**WHAT YOU ARE ASKED TO DO:** Which lines in the items below contain the word "bouquet", with case counting? Pull out each of those lines in full.

**DATA PROVIDED:**
┌────────
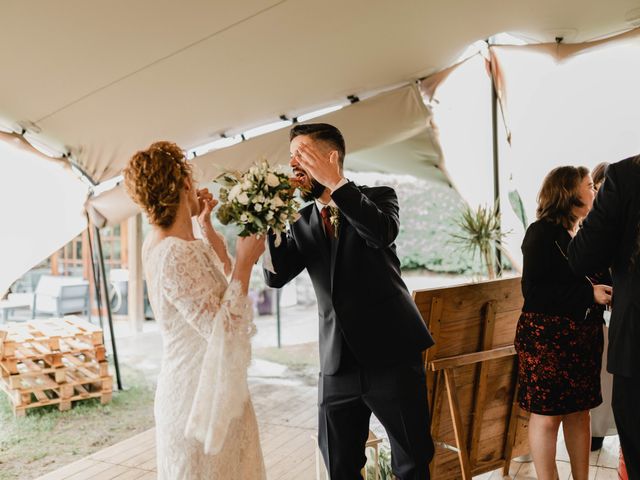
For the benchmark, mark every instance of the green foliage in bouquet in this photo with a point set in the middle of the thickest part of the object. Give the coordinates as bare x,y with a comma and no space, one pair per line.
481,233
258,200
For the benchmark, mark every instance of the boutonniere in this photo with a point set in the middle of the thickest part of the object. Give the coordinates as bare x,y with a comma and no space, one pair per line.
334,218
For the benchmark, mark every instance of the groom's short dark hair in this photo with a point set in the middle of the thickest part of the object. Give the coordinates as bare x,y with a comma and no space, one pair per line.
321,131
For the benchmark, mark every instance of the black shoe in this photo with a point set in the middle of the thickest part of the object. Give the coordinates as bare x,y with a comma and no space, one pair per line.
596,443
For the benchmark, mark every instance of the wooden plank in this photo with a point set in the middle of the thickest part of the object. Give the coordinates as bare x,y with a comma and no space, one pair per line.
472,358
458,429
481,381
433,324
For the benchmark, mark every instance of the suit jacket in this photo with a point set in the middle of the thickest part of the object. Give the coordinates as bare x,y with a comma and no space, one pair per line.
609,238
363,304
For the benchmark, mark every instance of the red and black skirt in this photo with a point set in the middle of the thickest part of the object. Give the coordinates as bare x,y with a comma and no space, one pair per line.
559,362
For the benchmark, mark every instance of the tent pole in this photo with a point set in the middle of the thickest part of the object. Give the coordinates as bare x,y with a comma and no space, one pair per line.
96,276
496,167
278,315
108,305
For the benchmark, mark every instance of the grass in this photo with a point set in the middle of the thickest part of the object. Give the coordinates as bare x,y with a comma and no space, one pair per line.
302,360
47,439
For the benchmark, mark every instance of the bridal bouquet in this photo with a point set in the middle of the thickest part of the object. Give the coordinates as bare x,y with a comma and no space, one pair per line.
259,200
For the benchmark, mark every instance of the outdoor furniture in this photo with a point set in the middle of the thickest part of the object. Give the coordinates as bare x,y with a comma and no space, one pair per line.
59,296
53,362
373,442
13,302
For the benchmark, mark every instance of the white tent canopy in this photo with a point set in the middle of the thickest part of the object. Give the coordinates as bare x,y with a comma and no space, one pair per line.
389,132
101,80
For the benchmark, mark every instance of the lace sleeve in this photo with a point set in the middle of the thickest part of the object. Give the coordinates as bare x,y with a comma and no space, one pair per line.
└────────
┌────────
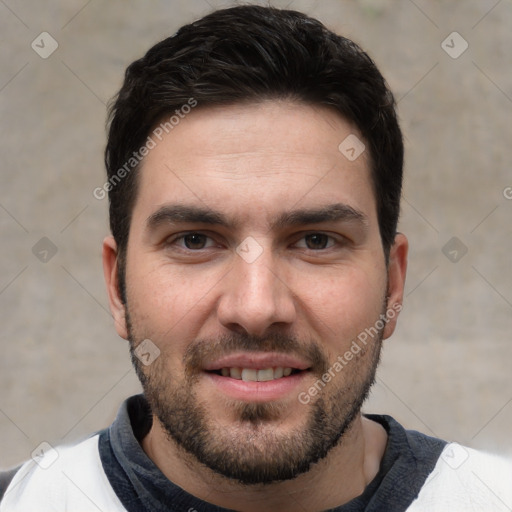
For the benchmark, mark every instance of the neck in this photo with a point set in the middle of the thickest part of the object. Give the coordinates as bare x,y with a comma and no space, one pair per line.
└────────
**RESULT FOR THIS TASK:**
For the benchmark, mark every instance of the green foliage in bouquet in this photo with a point set in the middle of the thickest part of the object. Give the coordinates as bare x,y with a comma and no space, one pair per line.
For the benchmark, mark every instance of the bridal bouquet in this photo with a point set in the middle of the thickest part of the object. Give the coordinates as bare x,y with a comma and no space, one pair per line.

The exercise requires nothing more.